図3は放熱器圧力Pciに基づいて圧縮機2の目標回転数(圧縮機目標回転数)TGNChを算出するヒートポンプコントローラ32の制御ブロック図である。ヒートポンプコントローラ32のF/F(フィードフォワード)操作量演算部78は外気温度センサ33から得られる外気温度Tamと、室内送風機27のブロワ電圧BLVと、SW=(TAO-Te)/(Thp-Te)で得られるエアミックスダンパ28による風量割合SWと、放熱器4の出口における冷媒の過冷却度SCの目標値である目標過冷却度TGSCと、ヒータ温度Thpの目標値である前述した目標ヒータ温度TCOと、放熱器4の圧力の目標値である目標放熱器圧力PCOに基づいて圧縮機目標回転数のF/F操作量TGNChffを算出する。
【0098】
尚、ヒータ温度Thpは放熱器4の風下側の空気温度(推定値)であり、放熱器圧力センサ47が検出する放熱器圧力Pciと放熱器出口温度センサ44が検出する放熱器4の冷媒出口温度Tciから算出(推定)する。また、過冷却度SCは放熱器入口温度センサ43と放熱器出口温度センサ44が検出する放熱器4の冷媒入口温度Tcxinと冷媒出口温度Tciから算出される。
***
取り組む作業 -
[A] 抜粋文のうち「図3は放熱器圧力Pciに基づ」を含む語句で始まり「量TGNChffを算出する。」で終わる部分を、「ヒートポンプコントローラ」を「空調コントローラ」に更新して書き直してください。
[B] 抜粋文の「また、過冷却度SCは放熱器入口温度センサ43と放熱器出口温度センサ44が検出する放熱器4の冷媒入口温度Tcxinと冷媒出口温度Tciから算出される。」という一文を英語に訳すとどうなりますか？
元データの各行は抜粋文とは関係がありません。

元データ
***
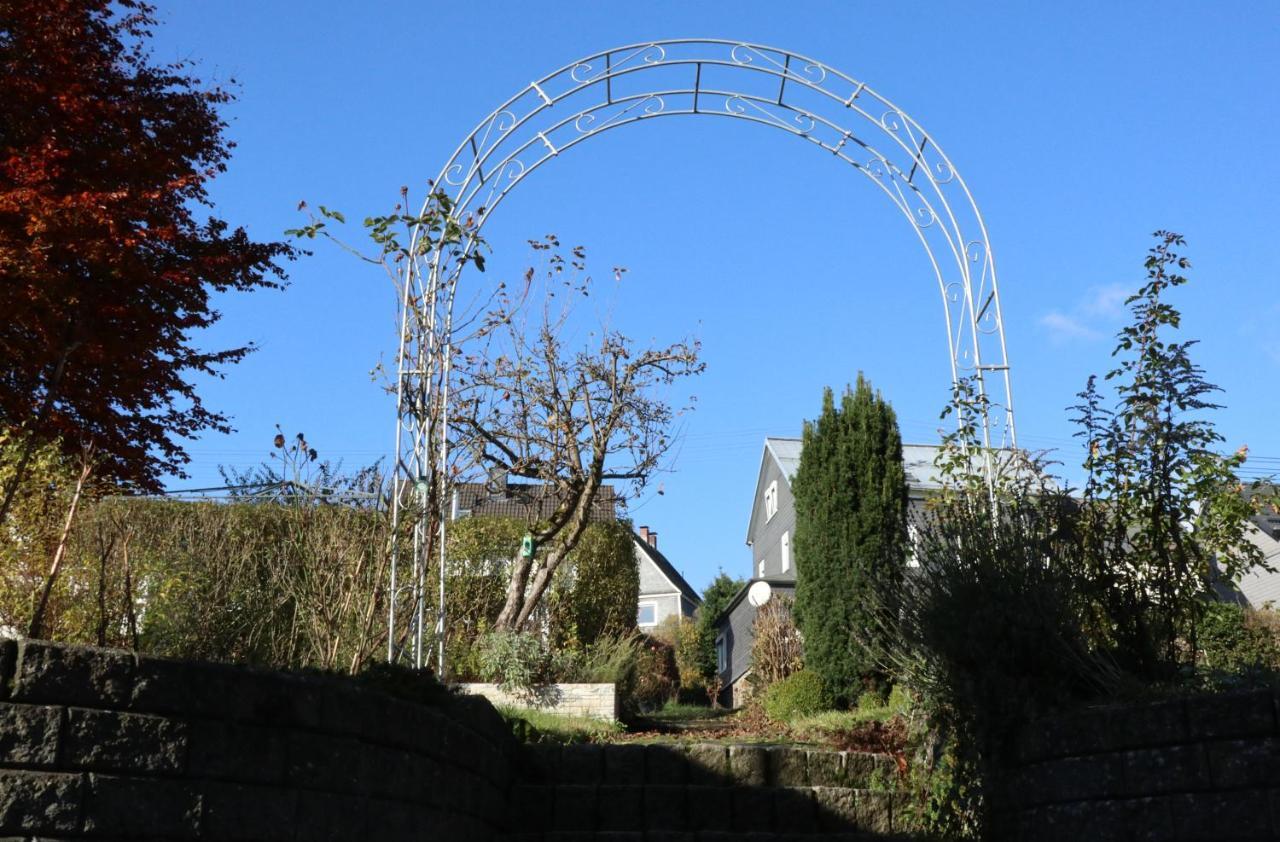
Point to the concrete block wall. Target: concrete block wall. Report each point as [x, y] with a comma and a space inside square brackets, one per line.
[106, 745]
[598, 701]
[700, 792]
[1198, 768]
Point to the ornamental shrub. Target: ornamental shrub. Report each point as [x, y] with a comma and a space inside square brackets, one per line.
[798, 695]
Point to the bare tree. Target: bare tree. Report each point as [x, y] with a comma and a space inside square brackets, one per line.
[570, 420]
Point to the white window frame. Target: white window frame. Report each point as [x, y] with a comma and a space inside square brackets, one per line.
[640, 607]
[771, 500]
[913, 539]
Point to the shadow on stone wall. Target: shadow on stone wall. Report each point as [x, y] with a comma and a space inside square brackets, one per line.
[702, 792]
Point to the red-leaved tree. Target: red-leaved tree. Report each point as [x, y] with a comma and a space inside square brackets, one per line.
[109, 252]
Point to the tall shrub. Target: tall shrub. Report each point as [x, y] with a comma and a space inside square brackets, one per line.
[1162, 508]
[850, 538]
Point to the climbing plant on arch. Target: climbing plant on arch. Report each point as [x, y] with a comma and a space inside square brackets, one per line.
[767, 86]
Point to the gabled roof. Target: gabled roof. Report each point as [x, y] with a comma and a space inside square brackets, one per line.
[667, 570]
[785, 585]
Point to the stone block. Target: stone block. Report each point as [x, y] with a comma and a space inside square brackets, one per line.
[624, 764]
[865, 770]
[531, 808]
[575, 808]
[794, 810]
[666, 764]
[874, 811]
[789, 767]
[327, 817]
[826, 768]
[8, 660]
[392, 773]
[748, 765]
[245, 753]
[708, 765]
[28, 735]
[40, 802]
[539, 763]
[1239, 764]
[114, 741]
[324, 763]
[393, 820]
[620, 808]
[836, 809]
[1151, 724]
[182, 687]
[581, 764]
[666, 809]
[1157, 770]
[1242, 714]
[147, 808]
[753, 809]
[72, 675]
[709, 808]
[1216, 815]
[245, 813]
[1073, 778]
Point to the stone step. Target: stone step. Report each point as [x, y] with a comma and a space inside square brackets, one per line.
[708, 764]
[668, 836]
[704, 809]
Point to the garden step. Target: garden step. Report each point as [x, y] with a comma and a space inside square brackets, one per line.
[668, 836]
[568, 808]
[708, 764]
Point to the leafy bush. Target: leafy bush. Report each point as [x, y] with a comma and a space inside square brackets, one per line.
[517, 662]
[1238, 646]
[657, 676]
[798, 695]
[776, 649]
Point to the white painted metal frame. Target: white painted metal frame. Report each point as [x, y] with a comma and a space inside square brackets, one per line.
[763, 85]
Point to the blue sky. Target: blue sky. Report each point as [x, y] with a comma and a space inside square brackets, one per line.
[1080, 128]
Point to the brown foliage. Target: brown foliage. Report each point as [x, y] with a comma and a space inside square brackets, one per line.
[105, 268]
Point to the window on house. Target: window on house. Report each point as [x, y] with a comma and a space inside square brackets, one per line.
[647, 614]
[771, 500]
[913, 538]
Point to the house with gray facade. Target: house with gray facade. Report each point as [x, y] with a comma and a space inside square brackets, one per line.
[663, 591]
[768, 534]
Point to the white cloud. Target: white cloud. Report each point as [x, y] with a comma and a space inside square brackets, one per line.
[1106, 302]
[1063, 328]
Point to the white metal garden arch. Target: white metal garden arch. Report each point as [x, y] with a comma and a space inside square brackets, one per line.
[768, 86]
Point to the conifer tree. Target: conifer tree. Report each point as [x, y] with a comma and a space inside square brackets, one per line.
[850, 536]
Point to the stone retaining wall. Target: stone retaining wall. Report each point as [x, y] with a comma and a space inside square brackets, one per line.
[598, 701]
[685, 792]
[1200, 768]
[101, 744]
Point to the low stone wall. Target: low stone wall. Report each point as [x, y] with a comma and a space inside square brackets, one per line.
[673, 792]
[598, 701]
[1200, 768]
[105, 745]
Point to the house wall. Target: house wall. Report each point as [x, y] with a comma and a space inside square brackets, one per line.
***
順番どおりの回答 -
[A]
図3は放熱器圧力Pciに基づいて圧縮機2の目標回転数(圧縮機目標回転数)TGNChを算出する空調コントローラ32の制御ブロック図である。空調コントローラ32のF/F(フィードフォワード)操作量演算部78は外気温度センサ33から得られる外気温度Tamと、室内送風機27のブロワ電圧BLVと、SW=(TAO-Te)/(Thp-Te)で得られるエアミックスダンパ28による風量割合SWと、放熱器4の出口における冷媒の過冷却度SCの目標値である目標過冷却度TGSCと、ヒータ温度Thpの目標値である前述した目標ヒータ温度TCOと、放熱器4の圧力の目標値である目標放熱器圧力PCOに基づいて圧縮機目標回転数のF/F操作量TGNChffを算出する。

[B] In addition, the degree of subcooling SC is calculated from the refrigerant inlet temperature Tcxin and the refrigerant outlet temperature Tci of the radiator 4, which are detected by the radiator inlet temperature sensor 43 and the radiator outlet temperature sensor 44.